━━━━━ SUPPLIED ENTRIES ━━━━━

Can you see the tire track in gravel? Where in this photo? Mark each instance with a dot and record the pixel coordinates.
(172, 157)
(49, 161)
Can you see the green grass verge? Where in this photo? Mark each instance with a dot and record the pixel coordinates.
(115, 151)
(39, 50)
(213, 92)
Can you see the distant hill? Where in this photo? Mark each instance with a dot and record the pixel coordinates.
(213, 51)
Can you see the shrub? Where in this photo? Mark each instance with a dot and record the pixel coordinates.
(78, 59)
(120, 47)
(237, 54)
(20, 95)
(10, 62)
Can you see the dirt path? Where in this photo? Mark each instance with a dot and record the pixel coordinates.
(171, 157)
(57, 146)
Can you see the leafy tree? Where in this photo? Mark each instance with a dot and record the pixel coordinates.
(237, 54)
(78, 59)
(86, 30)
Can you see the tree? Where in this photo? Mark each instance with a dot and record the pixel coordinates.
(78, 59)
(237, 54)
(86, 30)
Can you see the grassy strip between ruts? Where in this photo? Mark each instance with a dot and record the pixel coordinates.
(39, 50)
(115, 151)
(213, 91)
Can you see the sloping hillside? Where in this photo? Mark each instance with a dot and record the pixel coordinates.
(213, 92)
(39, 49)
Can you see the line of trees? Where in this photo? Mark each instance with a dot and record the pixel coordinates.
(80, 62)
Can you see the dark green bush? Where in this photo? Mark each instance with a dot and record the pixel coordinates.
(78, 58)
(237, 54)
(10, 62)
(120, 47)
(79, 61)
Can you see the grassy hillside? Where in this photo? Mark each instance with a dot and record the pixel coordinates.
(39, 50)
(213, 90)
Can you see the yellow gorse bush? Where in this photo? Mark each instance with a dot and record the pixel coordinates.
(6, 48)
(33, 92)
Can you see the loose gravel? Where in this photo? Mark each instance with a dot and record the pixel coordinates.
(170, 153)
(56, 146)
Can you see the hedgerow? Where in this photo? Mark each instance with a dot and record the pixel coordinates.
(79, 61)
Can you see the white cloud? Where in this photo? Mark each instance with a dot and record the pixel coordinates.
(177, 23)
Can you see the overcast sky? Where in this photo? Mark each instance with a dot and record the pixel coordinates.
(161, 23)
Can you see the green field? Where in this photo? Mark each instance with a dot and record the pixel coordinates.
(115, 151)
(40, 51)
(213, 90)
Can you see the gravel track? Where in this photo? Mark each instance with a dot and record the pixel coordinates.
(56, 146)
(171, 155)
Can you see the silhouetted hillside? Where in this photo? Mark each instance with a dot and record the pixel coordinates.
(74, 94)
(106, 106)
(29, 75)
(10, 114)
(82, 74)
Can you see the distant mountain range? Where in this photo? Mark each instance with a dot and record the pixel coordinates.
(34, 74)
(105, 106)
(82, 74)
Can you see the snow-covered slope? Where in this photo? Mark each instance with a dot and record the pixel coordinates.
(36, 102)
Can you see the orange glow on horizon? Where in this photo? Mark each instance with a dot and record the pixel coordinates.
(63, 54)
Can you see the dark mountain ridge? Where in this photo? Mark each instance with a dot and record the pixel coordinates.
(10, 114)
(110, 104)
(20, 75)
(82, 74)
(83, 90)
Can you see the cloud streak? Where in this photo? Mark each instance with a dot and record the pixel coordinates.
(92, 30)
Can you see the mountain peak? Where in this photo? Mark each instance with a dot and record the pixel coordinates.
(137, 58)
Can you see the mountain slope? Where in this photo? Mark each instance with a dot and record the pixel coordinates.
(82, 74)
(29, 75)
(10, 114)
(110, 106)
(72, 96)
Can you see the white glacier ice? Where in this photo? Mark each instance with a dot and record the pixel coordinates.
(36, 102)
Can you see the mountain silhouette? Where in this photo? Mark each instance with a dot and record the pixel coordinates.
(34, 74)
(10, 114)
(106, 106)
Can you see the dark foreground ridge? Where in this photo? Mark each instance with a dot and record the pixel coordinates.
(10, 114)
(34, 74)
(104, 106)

━━━━━

→ **EXERCISE DETAILS**:
Render all of the data above as a two-column CSV with columns named instruction and coordinates, one row for each line of text with every coordinate pair listed after it placed in the same row. Enclose each field in double quotes, replacing any line breaks inside a field with spaces.

→ **RESPONSE FOR THIS EXERCISE**:
instruction,coordinates
"Can you see the tire track in gravel? Where in this photo? Mark each instance with a dot and record the pixel coordinates.","(172, 157) (49, 161)"
"Can you see the green grass verge? Where in this photo? Mark each instance with a dot and record the pixel coordinates.","(115, 151) (39, 50) (213, 92)"
"Can you see the distant hill? Where in this photo? Mark each instance with a dot and record the pixel coordinates.","(213, 51)"
"Can you see the shrub? Where in this photo? Mark each instance with a dot and record the pixel coordinates.","(78, 59) (120, 47) (237, 54) (20, 95) (10, 62)"
"Can you see the dirt path? Where in this photo? Mark each instance with a dot and record the pixel coordinates.","(171, 157) (57, 146)"
"Can you see the leafy tree? Where in this photo? Mark each instance with a dot and record the pixel coordinates.","(237, 54) (78, 59) (86, 30)"
"Can you see the tree? Where in this photo? Mark each instance with a dot and record the pixel coordinates.","(78, 59) (237, 54) (86, 30)"
"Can you see the grassy strip between ruts? Where in this photo? Mark each instance with a dot and record the pixel coordinates.","(39, 50) (115, 151) (213, 91)"
"Can you see the sloping hillside? Where in this photo? Mark each instance with a dot and record the pixel coordinates.","(213, 92) (39, 49)"
"Can you see the line of trees? Where in this photo? Mark each instance with a dot and record the pixel coordinates.","(80, 62)"
"Can you see the dark green bush? Where in this photo? Mark each instance with a dot and record the pixel coordinates.","(78, 58) (237, 54) (10, 62) (120, 47) (79, 61)"
"Can you see the grassy hillside? Where in this photo? Mark each instance with a dot and record the pixel coordinates.","(39, 50) (213, 90)"
"Can you see the yellow gorse bush? Where in this photo? Mark each instance with a dot and record the pixel coordinates.","(6, 48) (33, 92)"
"Can you see the loose gravel? Where in this photo? Mark each instance with a dot and record the pixel coordinates.","(170, 153) (56, 146)"
"Can you see the hedgerow? Where in this photo? Mark each instance with a dot and record the pixel coordinates.","(79, 61)"
"Can you see the white cloud? Where in this photo? Mark each instance with a dot and record the pixel coordinates.","(177, 23)"
"Can you see the overcast sky? Where in this photo? Mark each instance with a dot and record the pixel coordinates.","(161, 23)"
"Can you see the green field? Where in this photo? Mark each instance with a dot and record the pixel coordinates.","(115, 151) (40, 51) (213, 90)"
"Can you see the gravel track? Where in this photo? Mark each instance with a dot and record the pixel coordinates.","(56, 146) (171, 155)"
"Can you see the silhouetted hillside? Where in this photo? Mark each instance with a dot and record the pixel coordinates.","(74, 94) (106, 106) (29, 75) (10, 114) (82, 74)"
"Can you see the distant mountain range? Where in this photo? Mark each instance with a dot and record the pixel coordinates.","(34, 74) (105, 106) (82, 74)"
"Can you see the snow-covered slope? Where in this photo? Mark each instance with a dot and record the pixel coordinates.","(36, 102)"
"Can you see the orange glow on horizon? Where in this photo? Mark each instance with a dot and record the pixel coordinates.","(63, 54)"
"Can you see the dark mountain ridge? Where in this photo? Mark each instance with a dot and record the pixel coordinates.","(10, 114) (110, 104) (20, 75) (82, 74) (83, 90)"
"Can you see the cloud streak? Where in this photo? Mark each instance with a dot and record the pixel coordinates.","(92, 30)"
"Can you see the mountain peak? Where in this photo? Mark each instance with a dot and record the pixel coordinates.","(137, 58)"
"Can you see the mountain slope? Where in this photo? Mark each instance with a dot and record the pixel coordinates.","(82, 74) (29, 75) (10, 114) (110, 106) (72, 96)"
"Can you see the white glacier ice? Where in this photo? Mark each instance with a dot and record the pixel coordinates.","(36, 102)"
"Can you see the mountain silhouette? Where in this photo? Mark each instance with a dot and record the pixel coordinates.","(34, 74) (10, 114) (106, 106)"
"Can you see the dark foreground ridge? Where in this photo? Mark each instance with a dot and record the pixel coordinates.","(10, 114) (34, 74) (104, 106)"